──────── ESTRATTO DELLA PAGINA ────────

Negli ambienti culturali albanofoni periferici da anni è in corso un dibattito linguistico sulla versione letteraria dell’albanese o della cosiddetta lingua standard. Per molto tempo il dibattito ha trovato seguito nei circoli culturali di Scutari, centro urbano e punto di riferimento indiscutibile della cultura gheg, soppresso e violentemente discriminato dal regime comunista poiché considerato come un “ambiente reazionario” dalle tendenze cattoliche filo capitalistiche.
La caduta del comunismo ha inaugurato un lungo processo di rimessa in discussione di tutti i capisaldi e degli insegnamenti del regime senza risparmiare l’imposizione della versione tosk agli albanesi gheg.
Il dibattito è incominciato con la dovuta riabilitazione di personalità di spicco della cultura gheg (per lo più cattoliche) che erano state escluse dal patrimonio culturale per decenni, ma anche da un certo capovolgimento dell’élite che, detto in termini molto generalizzanti, aveva portato al potere una destra che parlava gheg – tuttora Sali Berisha e molti politici suoi alleati svolgono i propri discorsi pubblici in gheg (ma in una versione molto moderata e mescolata a un limitato lessico politichese).
Ora però la questione ha acquisito particolare importanza per i linguisti accademici tanto che a livello panalbanese è stata istituita una commissione tra l’Accademia delle scienze di Tirana e quella di Pristina, per correggere e aggiornare l’albanese standard, anche se non si sa bene in che modo, e in base a quali criteri.
La versione letteraria che vige tuttora in Albania è quella tosk, basata sull’albanese meridionale, e disciplinata dalle norme del congresso del 1972, un evento che viene puntualmente preso di mira dagli intellettuali scutarini che lo considerano come il momento in cui alla metà della popolazione albanese, quella gheg a nord del fiume Shkumbin, venne imposta arbitrariamente la versione tosk, che era la versione dell’élite comunista.
Al nord si aveva una splendida tradizione di letteratura gheg, per la precisione di scutarino letterario, una tradizione svoltasi esclusivamente a Scutari dall’élite cattolica. L’anno 1972 viene considerato dai sostenitori della versione gheg come l’anno dell’esecuzione capitale del gheg letterario.

──────── VOCI RIPORTATE ────────

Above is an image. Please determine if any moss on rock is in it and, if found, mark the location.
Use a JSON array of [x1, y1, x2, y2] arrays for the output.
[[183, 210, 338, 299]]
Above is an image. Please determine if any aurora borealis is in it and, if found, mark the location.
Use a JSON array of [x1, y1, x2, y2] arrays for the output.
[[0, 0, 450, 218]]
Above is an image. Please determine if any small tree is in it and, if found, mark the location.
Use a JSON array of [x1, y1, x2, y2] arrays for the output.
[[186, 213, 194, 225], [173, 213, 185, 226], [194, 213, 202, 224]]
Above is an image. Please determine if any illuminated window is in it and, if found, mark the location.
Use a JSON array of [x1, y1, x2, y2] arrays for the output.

────────

Trascriva fedelmente dall'estratto sull'albanese standard tutto il passo che va da "La versione letteraria che" fino a "del gheg letterario.". Le voci non hanno alcuna attinenza con l'estratto.

## SVOLGIMENTO
La versione letteraria che vige tuttora in Albania è quella tosk, basata sull’albanese meridionale, e disciplinata dalle norme del congresso del 1972, un evento che viene puntualmente preso di mira dagli intellettuali scutarini che lo considerano come il momento in cui alla metà della popolazione albanese, quella gheg a nord del fiume Shkumbin, venne imposta arbitrariamente la versione tosk, che era la versione dell’élite comunista.
Al nord si aveva una splendida tradizione di letteratura gheg, per la precisione di scutarino letterario, una tradizione svoltasi esclusivamente a Scutari dall’élite cattolica. L’anno 1972 viene considerato dai sostenitori della versione gheg come l’anno dell’esecuzione capitale del gheg letterario.